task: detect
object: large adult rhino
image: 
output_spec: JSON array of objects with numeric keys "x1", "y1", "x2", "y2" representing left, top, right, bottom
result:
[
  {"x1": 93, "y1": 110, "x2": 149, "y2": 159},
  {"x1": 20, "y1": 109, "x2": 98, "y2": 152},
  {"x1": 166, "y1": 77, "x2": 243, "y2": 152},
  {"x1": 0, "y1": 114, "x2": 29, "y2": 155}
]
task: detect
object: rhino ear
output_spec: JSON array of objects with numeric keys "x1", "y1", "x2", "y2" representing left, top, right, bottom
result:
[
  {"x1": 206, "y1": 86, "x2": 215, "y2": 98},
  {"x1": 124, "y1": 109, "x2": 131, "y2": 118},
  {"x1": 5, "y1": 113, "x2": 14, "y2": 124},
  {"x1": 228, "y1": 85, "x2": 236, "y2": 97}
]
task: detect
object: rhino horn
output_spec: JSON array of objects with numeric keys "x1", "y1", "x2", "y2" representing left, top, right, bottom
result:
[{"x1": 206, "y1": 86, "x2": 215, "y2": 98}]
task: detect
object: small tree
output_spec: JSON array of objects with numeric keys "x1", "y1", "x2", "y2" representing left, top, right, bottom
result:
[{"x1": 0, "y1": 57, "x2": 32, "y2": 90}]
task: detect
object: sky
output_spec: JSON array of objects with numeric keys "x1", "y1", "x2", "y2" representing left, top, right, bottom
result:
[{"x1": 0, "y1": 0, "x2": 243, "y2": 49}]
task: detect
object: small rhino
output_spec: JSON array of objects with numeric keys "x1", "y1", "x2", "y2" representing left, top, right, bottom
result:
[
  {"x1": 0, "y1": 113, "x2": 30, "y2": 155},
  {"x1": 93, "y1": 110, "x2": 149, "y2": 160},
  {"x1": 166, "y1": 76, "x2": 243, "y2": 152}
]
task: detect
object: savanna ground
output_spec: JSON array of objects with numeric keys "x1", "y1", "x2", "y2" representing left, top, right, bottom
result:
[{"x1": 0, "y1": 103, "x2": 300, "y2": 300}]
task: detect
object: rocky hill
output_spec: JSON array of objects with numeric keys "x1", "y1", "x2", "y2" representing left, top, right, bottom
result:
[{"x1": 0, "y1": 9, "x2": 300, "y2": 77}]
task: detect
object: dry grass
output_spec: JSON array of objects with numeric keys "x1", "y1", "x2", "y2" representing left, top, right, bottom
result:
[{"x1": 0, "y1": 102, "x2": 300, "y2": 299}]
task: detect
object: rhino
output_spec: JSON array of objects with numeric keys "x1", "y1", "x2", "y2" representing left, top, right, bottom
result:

→ TASK STATEMENT
Count the lines of the items above that contain the word "small", and reply with only that number.

→ REPLY
2